**THE TASK:**
Reproduce exactly the line containing "Pick out the white bucket" and every line after it, through the last line of the records below; add nothing.

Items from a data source
----

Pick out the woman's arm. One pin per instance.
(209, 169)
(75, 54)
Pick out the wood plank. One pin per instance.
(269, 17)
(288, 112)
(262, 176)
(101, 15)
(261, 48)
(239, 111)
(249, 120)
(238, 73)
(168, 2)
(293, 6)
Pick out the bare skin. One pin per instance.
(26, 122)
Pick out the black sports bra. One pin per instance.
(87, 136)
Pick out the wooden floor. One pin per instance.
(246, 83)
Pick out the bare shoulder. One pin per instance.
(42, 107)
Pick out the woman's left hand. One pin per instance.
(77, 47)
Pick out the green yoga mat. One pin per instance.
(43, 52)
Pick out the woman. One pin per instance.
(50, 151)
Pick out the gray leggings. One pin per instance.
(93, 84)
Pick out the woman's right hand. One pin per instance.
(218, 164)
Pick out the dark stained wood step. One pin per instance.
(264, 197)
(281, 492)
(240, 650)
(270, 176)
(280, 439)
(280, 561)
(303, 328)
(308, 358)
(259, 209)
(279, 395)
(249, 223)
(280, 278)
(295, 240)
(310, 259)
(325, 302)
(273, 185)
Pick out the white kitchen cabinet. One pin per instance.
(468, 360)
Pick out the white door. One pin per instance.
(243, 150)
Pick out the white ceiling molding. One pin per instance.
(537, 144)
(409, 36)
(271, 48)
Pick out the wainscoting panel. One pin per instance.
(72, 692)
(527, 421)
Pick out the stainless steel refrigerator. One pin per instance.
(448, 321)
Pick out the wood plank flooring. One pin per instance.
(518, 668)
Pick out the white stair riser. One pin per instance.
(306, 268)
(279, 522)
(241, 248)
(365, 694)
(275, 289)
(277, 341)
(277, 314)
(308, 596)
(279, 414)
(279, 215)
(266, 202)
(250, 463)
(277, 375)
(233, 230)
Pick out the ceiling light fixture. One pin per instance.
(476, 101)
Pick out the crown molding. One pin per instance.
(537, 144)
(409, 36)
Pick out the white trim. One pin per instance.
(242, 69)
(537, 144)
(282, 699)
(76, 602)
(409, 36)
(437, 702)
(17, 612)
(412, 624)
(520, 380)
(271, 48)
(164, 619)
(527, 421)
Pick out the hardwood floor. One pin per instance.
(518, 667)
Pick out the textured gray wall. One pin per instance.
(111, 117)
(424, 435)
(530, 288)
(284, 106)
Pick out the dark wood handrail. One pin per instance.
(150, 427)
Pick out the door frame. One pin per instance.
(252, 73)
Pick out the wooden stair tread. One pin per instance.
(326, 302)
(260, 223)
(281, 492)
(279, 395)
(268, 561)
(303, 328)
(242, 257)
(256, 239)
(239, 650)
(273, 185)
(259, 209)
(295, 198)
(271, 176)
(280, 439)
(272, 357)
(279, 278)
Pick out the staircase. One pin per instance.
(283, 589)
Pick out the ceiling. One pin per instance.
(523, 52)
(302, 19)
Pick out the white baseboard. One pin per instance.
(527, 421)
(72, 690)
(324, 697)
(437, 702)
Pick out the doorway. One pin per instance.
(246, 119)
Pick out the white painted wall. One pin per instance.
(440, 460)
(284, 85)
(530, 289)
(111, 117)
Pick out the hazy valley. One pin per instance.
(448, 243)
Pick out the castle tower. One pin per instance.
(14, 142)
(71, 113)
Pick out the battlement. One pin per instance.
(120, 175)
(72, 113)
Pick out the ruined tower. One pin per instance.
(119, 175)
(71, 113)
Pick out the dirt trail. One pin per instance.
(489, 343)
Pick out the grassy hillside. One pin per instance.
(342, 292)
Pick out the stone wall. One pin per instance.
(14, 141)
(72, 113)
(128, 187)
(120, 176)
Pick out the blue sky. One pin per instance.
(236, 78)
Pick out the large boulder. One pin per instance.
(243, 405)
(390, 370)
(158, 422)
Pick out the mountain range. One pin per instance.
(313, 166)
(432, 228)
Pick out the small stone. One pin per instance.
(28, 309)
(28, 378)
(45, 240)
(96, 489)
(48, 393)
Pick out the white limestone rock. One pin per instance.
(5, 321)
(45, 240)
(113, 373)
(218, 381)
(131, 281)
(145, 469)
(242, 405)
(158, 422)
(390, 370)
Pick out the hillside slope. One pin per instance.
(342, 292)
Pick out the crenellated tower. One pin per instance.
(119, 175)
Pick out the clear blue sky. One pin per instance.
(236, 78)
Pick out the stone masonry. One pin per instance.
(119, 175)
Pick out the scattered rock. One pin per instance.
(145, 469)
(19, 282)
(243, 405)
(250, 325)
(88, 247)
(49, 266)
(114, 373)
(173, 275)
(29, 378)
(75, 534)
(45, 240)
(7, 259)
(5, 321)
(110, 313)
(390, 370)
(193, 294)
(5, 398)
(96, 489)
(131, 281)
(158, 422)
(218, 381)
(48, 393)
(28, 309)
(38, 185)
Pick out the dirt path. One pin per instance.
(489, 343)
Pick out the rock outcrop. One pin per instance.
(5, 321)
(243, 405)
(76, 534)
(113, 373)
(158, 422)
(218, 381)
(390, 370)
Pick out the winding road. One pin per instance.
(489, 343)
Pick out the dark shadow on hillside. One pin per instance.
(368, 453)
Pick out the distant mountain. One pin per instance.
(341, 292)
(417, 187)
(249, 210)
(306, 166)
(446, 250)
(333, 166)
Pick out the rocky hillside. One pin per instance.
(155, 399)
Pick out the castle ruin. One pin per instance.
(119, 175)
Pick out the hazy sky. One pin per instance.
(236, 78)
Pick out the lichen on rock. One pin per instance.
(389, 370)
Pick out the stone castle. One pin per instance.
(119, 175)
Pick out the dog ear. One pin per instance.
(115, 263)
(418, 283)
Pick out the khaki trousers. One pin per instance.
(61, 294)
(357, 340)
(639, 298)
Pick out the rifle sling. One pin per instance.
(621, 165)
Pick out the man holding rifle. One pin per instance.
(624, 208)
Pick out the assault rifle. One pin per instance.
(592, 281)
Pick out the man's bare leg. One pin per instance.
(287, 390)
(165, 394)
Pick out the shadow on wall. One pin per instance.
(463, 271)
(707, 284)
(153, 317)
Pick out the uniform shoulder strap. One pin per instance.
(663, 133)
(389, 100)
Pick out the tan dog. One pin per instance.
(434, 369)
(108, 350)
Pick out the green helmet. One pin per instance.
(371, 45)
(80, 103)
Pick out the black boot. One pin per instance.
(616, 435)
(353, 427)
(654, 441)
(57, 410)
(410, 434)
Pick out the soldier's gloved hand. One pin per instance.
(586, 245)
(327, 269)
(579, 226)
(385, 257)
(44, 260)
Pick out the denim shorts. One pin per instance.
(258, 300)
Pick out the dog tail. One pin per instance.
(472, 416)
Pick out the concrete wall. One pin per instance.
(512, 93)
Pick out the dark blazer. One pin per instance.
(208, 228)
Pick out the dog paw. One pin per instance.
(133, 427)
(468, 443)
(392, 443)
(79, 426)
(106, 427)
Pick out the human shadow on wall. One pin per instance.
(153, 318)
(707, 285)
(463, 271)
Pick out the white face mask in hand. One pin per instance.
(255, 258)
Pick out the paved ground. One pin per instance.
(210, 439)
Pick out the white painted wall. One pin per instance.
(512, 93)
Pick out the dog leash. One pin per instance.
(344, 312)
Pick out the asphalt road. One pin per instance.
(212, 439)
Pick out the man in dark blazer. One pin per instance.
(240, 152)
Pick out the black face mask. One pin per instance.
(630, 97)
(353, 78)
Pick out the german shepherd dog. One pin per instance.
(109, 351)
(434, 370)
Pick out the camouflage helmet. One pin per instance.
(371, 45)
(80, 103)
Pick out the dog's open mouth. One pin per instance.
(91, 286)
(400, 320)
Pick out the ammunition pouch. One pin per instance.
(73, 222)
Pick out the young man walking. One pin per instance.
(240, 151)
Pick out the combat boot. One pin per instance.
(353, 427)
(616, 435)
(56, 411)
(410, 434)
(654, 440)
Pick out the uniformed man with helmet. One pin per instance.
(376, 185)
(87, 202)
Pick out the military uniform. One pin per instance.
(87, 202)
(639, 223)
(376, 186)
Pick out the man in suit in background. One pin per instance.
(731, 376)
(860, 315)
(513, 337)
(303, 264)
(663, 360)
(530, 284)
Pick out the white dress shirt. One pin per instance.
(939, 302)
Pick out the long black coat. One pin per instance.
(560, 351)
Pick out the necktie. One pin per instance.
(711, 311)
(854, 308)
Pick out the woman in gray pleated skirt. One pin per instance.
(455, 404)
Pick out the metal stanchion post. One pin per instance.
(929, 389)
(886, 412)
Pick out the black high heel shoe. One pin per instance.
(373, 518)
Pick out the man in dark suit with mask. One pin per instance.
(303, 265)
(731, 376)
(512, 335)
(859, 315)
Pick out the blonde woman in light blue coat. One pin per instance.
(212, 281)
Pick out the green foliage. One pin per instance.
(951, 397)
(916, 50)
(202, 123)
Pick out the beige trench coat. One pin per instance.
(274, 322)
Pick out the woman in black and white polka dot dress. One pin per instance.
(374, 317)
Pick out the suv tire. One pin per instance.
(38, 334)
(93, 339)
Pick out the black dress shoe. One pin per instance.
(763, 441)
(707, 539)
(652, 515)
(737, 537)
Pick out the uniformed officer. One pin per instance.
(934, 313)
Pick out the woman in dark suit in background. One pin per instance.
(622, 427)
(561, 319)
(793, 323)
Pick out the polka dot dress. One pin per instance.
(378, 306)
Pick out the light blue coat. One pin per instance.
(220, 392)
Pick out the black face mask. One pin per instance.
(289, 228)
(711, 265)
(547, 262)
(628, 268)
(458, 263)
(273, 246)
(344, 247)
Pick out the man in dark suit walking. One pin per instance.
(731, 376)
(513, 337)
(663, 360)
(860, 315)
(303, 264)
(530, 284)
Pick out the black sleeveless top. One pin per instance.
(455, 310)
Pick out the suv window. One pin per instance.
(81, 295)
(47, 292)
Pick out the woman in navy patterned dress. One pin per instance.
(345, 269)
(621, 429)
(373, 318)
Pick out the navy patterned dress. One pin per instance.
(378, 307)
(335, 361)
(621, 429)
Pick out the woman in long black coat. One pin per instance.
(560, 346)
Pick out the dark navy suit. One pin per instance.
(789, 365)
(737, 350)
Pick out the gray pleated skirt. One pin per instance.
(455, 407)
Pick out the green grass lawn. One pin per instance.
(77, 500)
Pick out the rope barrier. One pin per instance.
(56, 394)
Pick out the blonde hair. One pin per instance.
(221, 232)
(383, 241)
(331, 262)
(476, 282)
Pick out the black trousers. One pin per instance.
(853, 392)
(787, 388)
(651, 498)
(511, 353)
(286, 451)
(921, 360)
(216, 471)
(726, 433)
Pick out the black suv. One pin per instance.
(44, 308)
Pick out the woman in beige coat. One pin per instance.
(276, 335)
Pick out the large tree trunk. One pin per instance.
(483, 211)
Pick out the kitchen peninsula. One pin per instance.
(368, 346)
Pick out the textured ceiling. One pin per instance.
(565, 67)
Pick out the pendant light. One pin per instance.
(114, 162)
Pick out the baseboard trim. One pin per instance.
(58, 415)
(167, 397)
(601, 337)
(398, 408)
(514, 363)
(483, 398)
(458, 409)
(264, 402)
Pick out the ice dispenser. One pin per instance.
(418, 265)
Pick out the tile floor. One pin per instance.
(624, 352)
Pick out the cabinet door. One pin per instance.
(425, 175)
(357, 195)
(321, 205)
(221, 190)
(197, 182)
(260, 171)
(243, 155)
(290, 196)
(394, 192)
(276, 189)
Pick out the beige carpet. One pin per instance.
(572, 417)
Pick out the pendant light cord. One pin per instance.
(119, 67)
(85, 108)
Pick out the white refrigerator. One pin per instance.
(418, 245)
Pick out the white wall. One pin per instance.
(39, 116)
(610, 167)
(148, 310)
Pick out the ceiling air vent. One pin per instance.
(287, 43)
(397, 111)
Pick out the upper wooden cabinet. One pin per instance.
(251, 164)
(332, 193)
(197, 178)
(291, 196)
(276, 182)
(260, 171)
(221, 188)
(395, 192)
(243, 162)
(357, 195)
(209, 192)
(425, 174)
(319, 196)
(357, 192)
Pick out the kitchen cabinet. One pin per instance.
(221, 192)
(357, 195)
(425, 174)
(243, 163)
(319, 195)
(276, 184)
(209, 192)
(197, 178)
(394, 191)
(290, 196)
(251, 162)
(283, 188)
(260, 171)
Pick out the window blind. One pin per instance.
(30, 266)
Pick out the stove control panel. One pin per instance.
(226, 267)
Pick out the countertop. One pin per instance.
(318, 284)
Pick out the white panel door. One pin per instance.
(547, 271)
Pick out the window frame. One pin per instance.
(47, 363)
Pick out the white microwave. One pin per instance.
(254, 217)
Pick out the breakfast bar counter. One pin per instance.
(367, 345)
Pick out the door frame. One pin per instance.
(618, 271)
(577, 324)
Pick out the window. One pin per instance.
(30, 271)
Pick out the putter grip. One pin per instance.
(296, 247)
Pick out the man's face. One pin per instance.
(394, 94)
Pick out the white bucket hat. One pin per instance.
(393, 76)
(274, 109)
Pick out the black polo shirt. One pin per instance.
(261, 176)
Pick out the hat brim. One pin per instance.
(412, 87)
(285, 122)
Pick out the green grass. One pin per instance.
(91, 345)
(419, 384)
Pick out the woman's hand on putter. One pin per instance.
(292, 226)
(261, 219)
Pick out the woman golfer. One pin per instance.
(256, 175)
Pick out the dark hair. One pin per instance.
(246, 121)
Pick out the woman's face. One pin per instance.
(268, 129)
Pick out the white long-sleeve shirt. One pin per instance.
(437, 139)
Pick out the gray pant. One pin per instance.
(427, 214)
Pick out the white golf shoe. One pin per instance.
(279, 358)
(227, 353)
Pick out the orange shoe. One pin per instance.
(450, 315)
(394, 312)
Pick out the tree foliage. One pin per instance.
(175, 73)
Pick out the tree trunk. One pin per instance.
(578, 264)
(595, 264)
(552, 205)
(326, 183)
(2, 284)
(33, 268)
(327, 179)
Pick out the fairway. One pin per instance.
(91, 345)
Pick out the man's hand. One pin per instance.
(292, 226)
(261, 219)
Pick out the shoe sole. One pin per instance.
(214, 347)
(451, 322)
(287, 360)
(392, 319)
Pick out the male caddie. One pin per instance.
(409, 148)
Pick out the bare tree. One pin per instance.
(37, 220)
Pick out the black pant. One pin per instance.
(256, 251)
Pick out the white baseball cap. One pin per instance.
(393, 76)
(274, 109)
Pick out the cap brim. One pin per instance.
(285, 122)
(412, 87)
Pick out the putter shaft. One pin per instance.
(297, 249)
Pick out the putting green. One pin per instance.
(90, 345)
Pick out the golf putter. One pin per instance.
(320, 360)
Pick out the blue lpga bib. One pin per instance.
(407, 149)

----

**ANSWER TO THIS EXERCISE:**
Pick out the white bucket hat. One pin per instance.
(393, 76)
(274, 109)
Pick out the black polo shirt. One pin per instance.
(261, 176)
Pick out the hat brim. One pin per instance.
(412, 87)
(285, 122)
Pick out the green grass. One pin per instance.
(91, 345)
(419, 384)
Pick out the woman's hand on putter. One pin per instance.
(292, 226)
(261, 219)
Pick out the woman golfer. One pin per instance.
(256, 175)
Pick out the dark hair. One pin per instance.
(246, 121)
Pick out the woman's face. One pin per instance.
(268, 129)
Pick out the white long-sleeve shirt. One pin per instance.
(437, 139)
Pick out the gray pant. One pin per instance.
(427, 214)
Pick out the white golf shoe. One pin per instance.
(279, 358)
(227, 353)
Pick out the orange shoe. One pin per instance.
(450, 315)
(394, 312)
Pick out the tree foliage. One pin per instance.
(175, 73)
Pick out the tree trunk. One pin per instance.
(578, 264)
(595, 264)
(552, 205)
(326, 183)
(2, 284)
(33, 268)
(327, 179)
Pick out the fairway. One pin per instance.
(91, 345)
Pick out the man's hand. One pin per instance.
(292, 226)
(261, 219)
Pick out the shoe sole. One pin per instance.
(214, 347)
(451, 322)
(287, 360)
(392, 319)
Pick out the male caddie. One pin per instance.
(409, 148)
Pick out the bare tree. One pin per instance.
(37, 220)
Pick out the black pant. One pin per instance.
(256, 251)
Pick out the white baseball cap. One pin per instance.
(393, 76)
(274, 109)
Pick out the cap brim. One pin per instance.
(285, 122)
(412, 87)
Pick out the putter shaft. One pin per instance.
(297, 249)
Pick out the putting green. One pin per instance.
(90, 345)
Pick out the golf putter. One pin per instance.
(320, 360)
Pick out the blue lpga bib. One pin per instance.
(407, 149)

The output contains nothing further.